Problem details
Repeat exactly, and only, the lines from the one containing "Target: swimming pool" through the end of the records.

Provided material
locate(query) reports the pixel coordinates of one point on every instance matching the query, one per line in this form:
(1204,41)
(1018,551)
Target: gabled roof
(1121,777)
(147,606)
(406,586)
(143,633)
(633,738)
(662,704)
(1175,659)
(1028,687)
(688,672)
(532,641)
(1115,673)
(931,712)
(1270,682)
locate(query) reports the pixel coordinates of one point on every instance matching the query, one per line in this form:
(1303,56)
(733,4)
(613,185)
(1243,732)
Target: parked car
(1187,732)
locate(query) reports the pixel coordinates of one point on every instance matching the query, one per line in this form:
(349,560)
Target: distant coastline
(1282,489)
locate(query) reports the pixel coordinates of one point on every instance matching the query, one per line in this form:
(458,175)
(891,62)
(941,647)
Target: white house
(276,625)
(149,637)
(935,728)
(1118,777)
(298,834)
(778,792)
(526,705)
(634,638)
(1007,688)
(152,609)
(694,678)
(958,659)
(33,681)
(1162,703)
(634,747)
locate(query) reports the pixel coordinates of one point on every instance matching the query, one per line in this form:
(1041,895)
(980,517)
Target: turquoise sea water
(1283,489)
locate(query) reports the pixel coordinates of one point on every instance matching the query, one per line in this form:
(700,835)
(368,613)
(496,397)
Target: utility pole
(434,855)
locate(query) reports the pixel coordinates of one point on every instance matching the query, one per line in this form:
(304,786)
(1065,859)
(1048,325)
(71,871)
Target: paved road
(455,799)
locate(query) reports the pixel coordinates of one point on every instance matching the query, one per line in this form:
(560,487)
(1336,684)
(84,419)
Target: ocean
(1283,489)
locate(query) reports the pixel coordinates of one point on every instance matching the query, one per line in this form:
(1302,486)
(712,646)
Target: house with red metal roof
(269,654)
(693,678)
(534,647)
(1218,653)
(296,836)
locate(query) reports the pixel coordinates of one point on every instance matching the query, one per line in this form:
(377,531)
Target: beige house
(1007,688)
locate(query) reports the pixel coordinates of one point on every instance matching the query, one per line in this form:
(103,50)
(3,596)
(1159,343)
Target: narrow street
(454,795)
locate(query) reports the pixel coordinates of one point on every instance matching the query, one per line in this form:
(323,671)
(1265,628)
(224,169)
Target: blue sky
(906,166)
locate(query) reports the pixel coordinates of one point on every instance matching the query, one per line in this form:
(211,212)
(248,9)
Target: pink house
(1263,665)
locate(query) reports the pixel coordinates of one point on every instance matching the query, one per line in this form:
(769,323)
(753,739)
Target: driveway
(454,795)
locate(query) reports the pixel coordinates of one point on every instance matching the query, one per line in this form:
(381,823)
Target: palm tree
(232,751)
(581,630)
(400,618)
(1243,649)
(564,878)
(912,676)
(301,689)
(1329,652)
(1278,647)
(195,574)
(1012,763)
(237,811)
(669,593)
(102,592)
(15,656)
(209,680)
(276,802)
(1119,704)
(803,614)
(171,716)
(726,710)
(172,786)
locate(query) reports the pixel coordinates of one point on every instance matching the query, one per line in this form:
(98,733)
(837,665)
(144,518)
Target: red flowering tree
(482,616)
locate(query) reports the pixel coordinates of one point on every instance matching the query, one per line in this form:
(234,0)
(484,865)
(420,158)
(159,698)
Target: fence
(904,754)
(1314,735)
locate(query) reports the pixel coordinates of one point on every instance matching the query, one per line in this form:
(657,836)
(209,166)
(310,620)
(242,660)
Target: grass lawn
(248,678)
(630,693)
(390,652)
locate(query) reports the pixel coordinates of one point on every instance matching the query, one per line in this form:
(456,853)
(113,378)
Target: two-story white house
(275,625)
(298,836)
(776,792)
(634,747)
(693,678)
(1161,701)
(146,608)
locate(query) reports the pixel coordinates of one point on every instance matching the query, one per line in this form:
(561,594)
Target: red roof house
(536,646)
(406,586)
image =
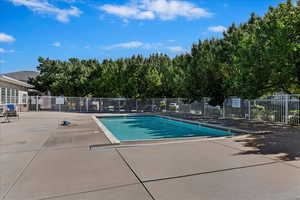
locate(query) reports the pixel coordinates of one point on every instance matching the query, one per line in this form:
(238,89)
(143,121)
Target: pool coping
(110,136)
(107,133)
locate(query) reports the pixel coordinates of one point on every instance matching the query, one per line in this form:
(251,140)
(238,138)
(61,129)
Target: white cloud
(134,45)
(56,44)
(176,49)
(43,7)
(6,51)
(151,9)
(217,29)
(127,12)
(127,45)
(6,38)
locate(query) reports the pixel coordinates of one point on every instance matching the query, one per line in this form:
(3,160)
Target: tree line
(252,59)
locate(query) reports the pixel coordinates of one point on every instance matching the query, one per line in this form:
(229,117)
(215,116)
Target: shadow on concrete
(287,144)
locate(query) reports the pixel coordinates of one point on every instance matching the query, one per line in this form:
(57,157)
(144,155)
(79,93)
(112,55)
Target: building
(24,76)
(13,91)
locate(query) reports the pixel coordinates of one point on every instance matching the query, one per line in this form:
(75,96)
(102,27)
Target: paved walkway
(41,160)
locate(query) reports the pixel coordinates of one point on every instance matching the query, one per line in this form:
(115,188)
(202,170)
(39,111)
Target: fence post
(224,109)
(80,104)
(286,109)
(136,106)
(37,103)
(152,105)
(87,104)
(165,104)
(249,109)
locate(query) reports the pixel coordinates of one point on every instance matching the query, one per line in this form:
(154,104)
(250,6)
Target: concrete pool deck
(41,160)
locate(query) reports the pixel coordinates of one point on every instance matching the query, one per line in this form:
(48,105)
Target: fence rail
(278,109)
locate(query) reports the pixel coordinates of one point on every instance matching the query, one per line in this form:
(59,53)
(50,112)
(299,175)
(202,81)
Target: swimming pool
(135,128)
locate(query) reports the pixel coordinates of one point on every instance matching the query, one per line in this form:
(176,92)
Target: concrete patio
(41,160)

Finished task
Target: swimming pool
(135,128)
locate(query) reports the pixel coordinates of one point on every instance matching the query, one per line in this form:
(176,92)
Target: concrete patio
(41,160)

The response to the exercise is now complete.